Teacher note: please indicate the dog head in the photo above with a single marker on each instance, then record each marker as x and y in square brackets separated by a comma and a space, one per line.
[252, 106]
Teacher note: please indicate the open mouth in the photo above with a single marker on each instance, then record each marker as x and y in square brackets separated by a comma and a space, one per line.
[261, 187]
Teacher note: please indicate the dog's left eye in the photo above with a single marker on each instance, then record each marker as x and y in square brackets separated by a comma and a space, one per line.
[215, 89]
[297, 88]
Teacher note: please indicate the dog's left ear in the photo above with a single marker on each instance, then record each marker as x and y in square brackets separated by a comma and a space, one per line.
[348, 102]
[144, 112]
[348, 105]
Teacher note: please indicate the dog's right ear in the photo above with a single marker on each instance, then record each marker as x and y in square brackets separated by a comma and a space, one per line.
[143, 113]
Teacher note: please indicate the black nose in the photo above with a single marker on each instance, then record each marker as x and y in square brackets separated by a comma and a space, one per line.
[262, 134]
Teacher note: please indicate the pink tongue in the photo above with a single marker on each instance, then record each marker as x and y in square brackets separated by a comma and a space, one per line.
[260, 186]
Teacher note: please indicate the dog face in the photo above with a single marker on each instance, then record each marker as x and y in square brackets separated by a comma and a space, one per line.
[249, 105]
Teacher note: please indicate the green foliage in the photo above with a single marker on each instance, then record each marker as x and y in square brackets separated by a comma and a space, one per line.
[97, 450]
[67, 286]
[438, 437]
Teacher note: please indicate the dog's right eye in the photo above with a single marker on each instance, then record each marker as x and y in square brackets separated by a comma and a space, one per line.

::::

Your output must contain exactly the lines from the one containing "Teacher note: please indicate the dog face" to the final line of the data above, and no other text.

_Reply_:
Teacher note: please indicate the dog face in the photo above with a single marker on each instance, then record each marker as x and y in square brackets separated by a comma and a space, one per line.
[249, 105]
Teacher note: please indicate the green foliage in the photo above with a single marker on each instance, then record each marker as x and y in square brackets separated by a comma and a space, one per line.
[97, 450]
[67, 286]
[438, 437]
Teacher note: please indicate the dog's right eye in the photo above with a single marker on each instance, then record each marker as x and y in square brackets separated by a comma and a space, one per line.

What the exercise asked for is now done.